* **To do**: Set down exactly the lines below, from the one containing "the mottled, cloud-filled" through the final line, and include no others.

* **Source material**:
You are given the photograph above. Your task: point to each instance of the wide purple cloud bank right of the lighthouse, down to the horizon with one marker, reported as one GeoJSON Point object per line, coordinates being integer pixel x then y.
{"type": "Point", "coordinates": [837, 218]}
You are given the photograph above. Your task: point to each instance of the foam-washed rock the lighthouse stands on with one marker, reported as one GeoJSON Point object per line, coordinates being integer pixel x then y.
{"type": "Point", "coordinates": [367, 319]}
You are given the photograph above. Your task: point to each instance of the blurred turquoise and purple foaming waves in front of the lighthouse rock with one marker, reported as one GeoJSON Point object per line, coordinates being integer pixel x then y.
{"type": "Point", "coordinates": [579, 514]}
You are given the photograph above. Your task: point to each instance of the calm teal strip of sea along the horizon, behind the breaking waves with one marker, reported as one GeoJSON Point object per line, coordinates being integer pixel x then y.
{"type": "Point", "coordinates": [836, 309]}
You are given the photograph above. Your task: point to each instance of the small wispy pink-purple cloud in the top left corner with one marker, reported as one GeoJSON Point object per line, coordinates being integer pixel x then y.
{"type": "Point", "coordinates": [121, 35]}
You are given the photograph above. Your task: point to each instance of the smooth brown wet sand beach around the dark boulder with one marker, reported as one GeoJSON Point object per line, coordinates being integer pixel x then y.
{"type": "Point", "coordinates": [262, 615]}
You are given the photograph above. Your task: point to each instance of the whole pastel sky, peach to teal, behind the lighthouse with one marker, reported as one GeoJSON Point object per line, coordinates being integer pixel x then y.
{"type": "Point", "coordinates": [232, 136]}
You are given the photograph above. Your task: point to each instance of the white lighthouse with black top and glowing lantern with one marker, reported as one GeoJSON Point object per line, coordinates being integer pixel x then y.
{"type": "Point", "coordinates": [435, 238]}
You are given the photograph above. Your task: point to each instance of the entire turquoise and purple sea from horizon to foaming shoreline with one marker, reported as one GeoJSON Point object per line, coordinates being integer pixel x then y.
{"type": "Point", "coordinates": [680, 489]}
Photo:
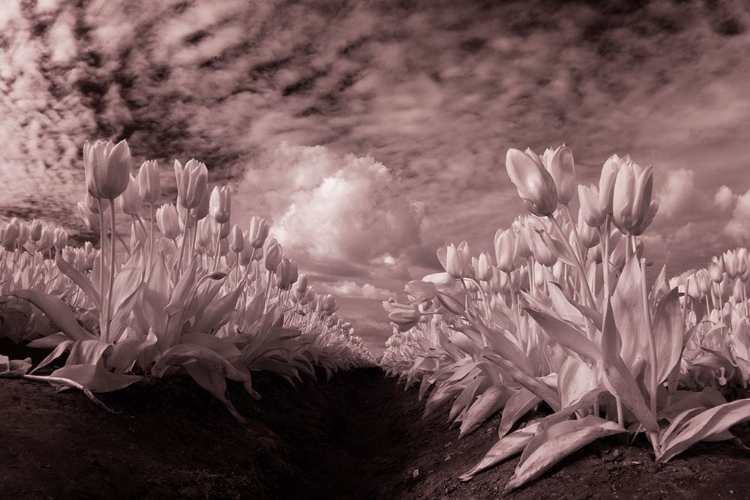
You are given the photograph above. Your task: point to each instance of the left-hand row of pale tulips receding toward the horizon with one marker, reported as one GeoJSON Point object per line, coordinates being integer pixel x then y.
{"type": "Point", "coordinates": [189, 293]}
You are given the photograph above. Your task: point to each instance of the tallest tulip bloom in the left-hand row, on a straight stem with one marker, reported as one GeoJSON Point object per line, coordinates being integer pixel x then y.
{"type": "Point", "coordinates": [107, 168]}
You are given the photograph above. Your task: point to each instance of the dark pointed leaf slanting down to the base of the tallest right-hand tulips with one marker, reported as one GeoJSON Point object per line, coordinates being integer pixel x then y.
{"type": "Point", "coordinates": [619, 377]}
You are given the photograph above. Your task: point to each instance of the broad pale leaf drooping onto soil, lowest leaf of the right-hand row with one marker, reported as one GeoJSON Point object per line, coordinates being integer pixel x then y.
{"type": "Point", "coordinates": [556, 443]}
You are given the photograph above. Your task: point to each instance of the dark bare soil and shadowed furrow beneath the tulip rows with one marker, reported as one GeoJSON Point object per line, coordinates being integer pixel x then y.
{"type": "Point", "coordinates": [358, 435]}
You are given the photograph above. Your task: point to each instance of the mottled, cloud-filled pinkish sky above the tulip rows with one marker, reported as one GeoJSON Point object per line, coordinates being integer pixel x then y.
{"type": "Point", "coordinates": [372, 132]}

* **Task output**:
You are given the photograph above. Your task: point to each instance of the mottled, cloud-filled pinkish sky above the tulip rows with one marker, reported as one GeoJSON Point object per line, coordinates being integer pixel x then y.
{"type": "Point", "coordinates": [372, 132]}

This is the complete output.